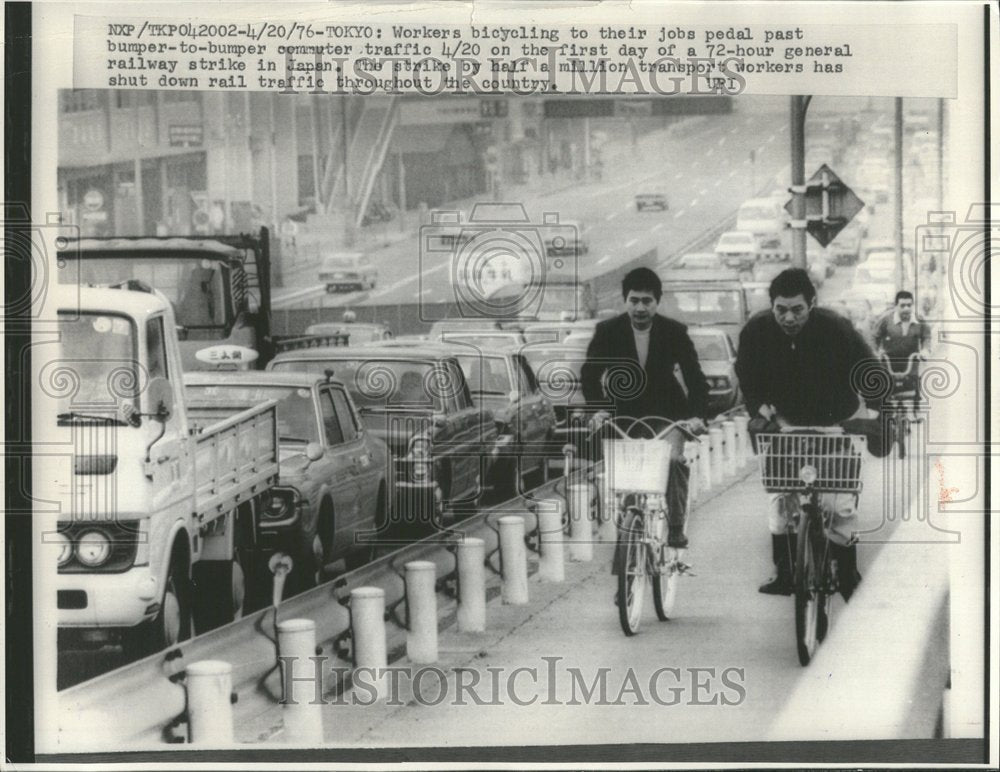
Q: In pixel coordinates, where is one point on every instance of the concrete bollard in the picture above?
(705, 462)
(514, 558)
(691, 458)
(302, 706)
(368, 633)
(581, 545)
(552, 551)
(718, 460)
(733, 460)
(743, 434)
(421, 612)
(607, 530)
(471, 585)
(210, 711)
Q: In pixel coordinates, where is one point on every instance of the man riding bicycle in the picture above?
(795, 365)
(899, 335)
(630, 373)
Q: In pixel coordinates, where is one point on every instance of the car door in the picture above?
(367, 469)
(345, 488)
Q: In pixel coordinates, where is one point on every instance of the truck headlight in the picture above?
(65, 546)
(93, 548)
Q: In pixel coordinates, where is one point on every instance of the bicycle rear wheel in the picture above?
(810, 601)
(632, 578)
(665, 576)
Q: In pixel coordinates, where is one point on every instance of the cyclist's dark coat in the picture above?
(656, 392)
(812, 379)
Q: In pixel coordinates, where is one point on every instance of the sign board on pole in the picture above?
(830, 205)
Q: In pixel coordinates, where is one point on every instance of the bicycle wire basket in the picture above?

==

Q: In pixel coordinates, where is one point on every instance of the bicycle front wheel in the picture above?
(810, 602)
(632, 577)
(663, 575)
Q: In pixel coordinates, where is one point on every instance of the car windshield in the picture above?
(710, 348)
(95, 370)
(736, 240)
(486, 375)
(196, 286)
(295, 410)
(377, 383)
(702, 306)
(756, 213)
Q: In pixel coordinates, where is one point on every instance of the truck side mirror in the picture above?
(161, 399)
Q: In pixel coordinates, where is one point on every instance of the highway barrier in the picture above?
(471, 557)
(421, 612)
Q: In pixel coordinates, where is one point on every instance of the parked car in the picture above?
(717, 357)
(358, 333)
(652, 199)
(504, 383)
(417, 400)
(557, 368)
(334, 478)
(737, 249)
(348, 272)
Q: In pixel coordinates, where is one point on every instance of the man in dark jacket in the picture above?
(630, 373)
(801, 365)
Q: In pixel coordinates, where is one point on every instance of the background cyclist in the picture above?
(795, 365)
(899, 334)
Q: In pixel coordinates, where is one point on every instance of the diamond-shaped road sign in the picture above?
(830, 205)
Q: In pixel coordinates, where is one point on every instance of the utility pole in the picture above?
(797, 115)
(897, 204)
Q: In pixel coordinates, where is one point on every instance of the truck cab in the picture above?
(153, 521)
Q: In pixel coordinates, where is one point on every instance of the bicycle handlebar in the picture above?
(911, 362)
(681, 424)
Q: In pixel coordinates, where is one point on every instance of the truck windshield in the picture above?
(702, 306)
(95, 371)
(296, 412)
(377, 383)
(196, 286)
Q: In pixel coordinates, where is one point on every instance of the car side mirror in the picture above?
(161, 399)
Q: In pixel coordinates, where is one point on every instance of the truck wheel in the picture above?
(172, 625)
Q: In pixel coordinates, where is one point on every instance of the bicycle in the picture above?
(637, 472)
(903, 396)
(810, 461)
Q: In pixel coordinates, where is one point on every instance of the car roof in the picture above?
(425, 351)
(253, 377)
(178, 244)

#### Exercise requirements
With the line that has "coat in the picture above?" as the first and the line that has "basket in the picture above?" as the last, repeat exactly that run of lines above and no more.

#### Result of the task
Q: In pixel coordinates, where is one point on every instance of the cyclist's dark coat in the picture above?
(656, 392)
(812, 379)
Q: In pixel coordinates, where is one point on every instance of the sign board on pole in the picture above?
(830, 205)
Q: In pixel coordinates, where is one point on every instance of the bicycle wire basket in the picture above?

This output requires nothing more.